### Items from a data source
--------------------------------------------------
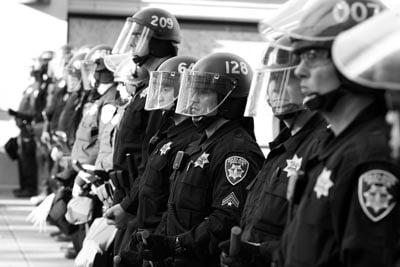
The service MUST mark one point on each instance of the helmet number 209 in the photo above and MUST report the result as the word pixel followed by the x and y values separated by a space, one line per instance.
pixel 162 22
pixel 357 11
pixel 234 67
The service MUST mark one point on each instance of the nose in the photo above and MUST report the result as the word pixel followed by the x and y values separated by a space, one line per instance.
pixel 301 70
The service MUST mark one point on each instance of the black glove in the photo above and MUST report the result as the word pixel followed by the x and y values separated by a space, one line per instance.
pixel 247 256
pixel 157 247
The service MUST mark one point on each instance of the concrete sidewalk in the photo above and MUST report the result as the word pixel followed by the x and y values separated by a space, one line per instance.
pixel 20 244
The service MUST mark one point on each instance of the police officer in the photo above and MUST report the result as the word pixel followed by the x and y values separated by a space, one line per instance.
pixel 379 72
pixel 86 145
pixel 29 120
pixel 210 176
pixel 152 38
pixel 154 184
pixel 265 212
pixel 178 132
pixel 347 215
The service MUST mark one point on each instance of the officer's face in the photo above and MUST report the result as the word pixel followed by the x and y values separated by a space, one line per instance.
pixel 166 97
pixel 203 102
pixel 316 72
pixel 284 91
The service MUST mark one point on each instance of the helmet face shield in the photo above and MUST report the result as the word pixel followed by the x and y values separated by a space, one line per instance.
pixel 89 66
pixel 318 20
pixel 136 40
pixel 163 90
pixel 374 63
pixel 283 92
pixel 198 93
pixel 276 83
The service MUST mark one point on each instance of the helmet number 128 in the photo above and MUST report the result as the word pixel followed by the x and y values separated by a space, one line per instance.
pixel 234 67
pixel 162 22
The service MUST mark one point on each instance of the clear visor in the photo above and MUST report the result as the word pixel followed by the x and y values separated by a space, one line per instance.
--------------------------------------------------
### Your goal
From the first line to the last, write out the data exactly, omitting any pictures.

### Reply to the task
The service MUST mark one point on each instance of the helmet number 209 in the photo above and MUST report the result as the word pixel followed by the x and y values separated by a space, one line per instance.
pixel 162 22
pixel 357 11
pixel 234 67
The service MUST mark one point on each instance of the nose in the photo above and MUST report the result as the word pixel followed by the x and y values separated by a space, one line per instance.
pixel 301 70
The service MUST mark one point on each instance of the black glove in the photo above and MUST report the result as the word pixel followed by the x and y values separated by a space, one line per instance.
pixel 247 256
pixel 157 247
The service MUST mark one point on each instance of the concrete sidewalk in the photo above and MUST report the result as the word pixel followed by the x and y values separated by a space, one line per instance.
pixel 20 244
The service MUST mark one point on each instance of the police officer in the photo above and MUST report the result as the word pixel followed by the x and y values separated by a space, one line per instance.
pixel 379 72
pixel 86 145
pixel 29 120
pixel 210 176
pixel 152 38
pixel 154 184
pixel 265 212
pixel 178 132
pixel 347 215
The service MUST mark one point on each instance of the officer's face in the photo above and MUST report the result as the word pixel followed by the x and y values separated by a space, one line per instance.
pixel 166 97
pixel 203 102
pixel 316 72
pixel 284 91
The service MUST mark one point on each instance of the helmet face shield in the photo above and MUST report the result as the word pixel followed by the x and y values separated by a space, one line per instance.
pixel 89 66
pixel 318 20
pixel 136 40
pixel 163 90
pixel 374 63
pixel 283 92
pixel 198 93
pixel 276 83
The service MUST mark one point on each instance of the helmet number 128 in the photo above and MUST report the result as the word pixel followed by the x and y values separated by a space, one line per instance.
pixel 234 67
pixel 162 22
The service MUST mark one point on each instance of the clear visor in the photo above and MUST report the result as the word pixel followed by the x and y values separated by a space, one line per instance.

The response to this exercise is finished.